**Aim of the exercise:**
Could you copy each line of the listing below that has the word "metal"?

**Data for review:**
----------
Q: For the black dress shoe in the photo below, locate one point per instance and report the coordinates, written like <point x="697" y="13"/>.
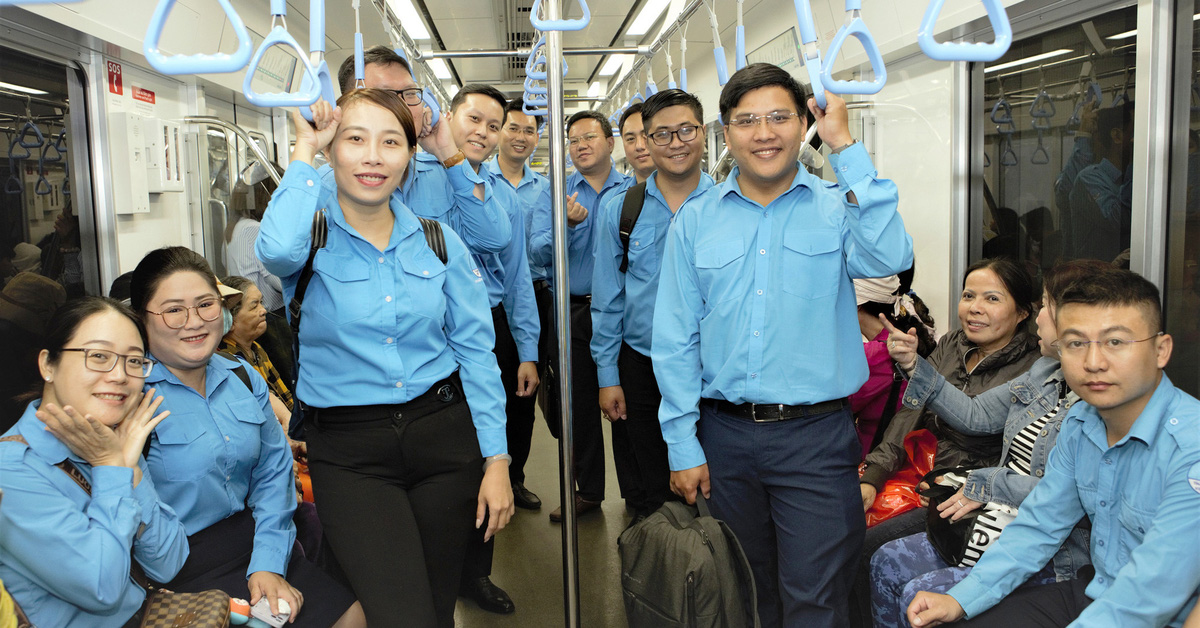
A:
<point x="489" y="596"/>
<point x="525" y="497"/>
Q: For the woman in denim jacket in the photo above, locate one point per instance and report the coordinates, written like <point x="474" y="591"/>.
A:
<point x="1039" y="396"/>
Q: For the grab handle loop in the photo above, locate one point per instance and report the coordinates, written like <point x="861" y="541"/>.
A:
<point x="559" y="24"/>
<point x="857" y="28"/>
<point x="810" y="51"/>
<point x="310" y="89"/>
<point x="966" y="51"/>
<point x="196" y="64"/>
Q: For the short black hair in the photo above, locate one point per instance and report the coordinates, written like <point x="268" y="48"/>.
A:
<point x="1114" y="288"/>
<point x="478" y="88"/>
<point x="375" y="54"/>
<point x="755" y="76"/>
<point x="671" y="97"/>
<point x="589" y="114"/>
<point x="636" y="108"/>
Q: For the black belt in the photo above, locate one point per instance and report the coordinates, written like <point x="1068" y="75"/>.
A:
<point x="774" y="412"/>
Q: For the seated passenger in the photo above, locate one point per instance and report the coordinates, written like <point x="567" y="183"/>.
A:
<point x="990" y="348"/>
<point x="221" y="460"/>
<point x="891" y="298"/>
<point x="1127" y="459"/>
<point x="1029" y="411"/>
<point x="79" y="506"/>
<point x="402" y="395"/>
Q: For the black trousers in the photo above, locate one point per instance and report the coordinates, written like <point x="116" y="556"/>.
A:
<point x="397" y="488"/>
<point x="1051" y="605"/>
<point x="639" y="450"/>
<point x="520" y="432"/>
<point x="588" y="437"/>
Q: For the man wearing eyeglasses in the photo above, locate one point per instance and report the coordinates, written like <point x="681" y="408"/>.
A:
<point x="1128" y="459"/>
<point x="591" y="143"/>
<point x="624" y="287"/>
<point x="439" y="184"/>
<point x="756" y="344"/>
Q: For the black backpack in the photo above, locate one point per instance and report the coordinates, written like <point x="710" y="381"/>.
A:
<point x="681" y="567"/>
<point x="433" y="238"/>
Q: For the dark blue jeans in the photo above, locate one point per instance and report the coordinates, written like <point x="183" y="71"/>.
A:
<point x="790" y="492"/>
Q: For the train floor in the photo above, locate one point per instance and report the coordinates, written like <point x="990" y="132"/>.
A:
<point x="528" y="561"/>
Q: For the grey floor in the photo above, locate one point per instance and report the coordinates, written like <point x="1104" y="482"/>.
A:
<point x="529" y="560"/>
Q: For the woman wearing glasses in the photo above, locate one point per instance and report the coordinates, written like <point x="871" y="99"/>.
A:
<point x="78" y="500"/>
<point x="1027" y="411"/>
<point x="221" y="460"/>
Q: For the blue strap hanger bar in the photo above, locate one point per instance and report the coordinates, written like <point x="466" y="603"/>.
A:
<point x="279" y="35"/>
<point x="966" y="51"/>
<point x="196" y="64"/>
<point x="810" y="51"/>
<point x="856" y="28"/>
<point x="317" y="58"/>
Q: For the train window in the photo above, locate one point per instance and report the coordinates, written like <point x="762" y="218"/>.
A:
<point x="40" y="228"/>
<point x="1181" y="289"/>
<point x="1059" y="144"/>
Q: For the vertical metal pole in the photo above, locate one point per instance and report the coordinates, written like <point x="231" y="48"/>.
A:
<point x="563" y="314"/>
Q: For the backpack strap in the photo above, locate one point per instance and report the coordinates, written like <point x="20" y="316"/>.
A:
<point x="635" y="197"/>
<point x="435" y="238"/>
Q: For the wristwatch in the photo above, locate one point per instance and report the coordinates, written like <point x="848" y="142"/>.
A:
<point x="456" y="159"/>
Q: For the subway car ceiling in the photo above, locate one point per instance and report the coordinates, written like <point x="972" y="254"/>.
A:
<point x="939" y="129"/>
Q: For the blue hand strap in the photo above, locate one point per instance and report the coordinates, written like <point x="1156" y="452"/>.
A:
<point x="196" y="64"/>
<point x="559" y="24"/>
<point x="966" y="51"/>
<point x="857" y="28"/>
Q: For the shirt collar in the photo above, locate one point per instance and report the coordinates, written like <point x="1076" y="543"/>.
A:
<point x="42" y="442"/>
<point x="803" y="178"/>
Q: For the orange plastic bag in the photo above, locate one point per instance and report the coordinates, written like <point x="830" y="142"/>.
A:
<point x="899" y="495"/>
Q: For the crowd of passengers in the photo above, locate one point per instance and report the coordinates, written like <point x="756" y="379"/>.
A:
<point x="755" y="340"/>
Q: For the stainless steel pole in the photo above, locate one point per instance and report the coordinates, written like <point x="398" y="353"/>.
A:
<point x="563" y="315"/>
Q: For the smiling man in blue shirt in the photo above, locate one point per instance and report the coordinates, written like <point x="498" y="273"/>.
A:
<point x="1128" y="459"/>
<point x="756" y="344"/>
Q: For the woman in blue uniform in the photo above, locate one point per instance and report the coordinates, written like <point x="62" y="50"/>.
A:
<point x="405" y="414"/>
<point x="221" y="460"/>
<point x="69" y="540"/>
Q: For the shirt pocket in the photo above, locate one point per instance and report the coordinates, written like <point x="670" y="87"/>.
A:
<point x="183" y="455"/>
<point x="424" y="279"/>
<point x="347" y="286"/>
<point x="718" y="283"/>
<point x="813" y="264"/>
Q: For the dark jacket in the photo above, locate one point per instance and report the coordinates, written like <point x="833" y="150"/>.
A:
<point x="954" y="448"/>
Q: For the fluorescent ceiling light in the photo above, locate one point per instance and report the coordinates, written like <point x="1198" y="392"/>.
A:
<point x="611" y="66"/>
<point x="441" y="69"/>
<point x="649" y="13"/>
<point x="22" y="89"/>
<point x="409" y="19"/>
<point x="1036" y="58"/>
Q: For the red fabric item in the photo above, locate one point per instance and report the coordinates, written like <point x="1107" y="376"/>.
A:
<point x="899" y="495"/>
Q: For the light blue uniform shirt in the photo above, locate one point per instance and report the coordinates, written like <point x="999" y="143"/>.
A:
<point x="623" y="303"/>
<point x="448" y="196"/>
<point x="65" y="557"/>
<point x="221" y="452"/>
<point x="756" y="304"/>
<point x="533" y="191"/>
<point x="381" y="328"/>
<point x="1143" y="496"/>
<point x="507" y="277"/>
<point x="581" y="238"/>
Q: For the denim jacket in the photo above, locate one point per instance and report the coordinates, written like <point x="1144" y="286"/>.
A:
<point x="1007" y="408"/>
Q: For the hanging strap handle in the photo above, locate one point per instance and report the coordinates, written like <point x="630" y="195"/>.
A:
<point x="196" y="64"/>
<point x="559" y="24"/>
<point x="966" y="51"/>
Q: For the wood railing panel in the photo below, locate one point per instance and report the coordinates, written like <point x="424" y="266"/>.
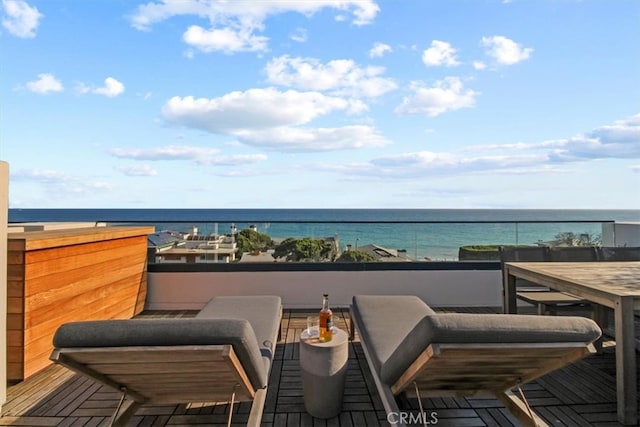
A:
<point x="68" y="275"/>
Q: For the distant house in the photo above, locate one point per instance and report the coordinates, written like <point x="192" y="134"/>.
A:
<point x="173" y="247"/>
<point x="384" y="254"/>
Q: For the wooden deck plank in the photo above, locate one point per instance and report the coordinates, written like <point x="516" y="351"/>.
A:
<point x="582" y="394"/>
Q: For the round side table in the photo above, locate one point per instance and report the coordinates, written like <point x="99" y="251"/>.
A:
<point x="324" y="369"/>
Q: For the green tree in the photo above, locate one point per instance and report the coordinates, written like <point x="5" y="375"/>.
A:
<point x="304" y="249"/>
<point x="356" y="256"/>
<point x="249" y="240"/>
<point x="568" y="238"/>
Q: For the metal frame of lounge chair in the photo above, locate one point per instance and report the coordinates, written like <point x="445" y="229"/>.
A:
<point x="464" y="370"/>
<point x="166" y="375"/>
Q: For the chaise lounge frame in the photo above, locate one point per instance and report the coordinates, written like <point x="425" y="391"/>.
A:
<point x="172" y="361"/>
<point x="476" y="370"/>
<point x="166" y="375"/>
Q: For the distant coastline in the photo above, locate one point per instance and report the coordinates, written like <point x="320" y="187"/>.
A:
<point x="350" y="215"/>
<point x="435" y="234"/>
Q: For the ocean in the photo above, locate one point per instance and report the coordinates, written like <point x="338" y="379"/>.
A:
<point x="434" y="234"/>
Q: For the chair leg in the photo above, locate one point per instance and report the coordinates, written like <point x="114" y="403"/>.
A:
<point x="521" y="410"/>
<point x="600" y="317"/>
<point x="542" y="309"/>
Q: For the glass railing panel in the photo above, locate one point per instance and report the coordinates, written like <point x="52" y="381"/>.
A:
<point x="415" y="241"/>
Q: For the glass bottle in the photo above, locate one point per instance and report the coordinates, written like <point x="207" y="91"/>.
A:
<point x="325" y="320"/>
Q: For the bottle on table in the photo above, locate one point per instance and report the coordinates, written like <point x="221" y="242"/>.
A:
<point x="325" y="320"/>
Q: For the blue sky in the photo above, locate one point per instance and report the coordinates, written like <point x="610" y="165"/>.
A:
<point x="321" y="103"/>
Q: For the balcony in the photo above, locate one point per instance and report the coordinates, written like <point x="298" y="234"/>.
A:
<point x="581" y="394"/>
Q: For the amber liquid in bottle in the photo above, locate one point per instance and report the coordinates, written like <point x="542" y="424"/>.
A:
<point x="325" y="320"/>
----------
**Output for this task:**
Q: For the vertical metal pole in the photo above, locate one point per instance and report the coordinates, written like <point x="231" y="48"/>.
Q: For the metal frame of lounge chair in the photo above, locate one point per instance and report the coordinates, written like <point x="445" y="229"/>.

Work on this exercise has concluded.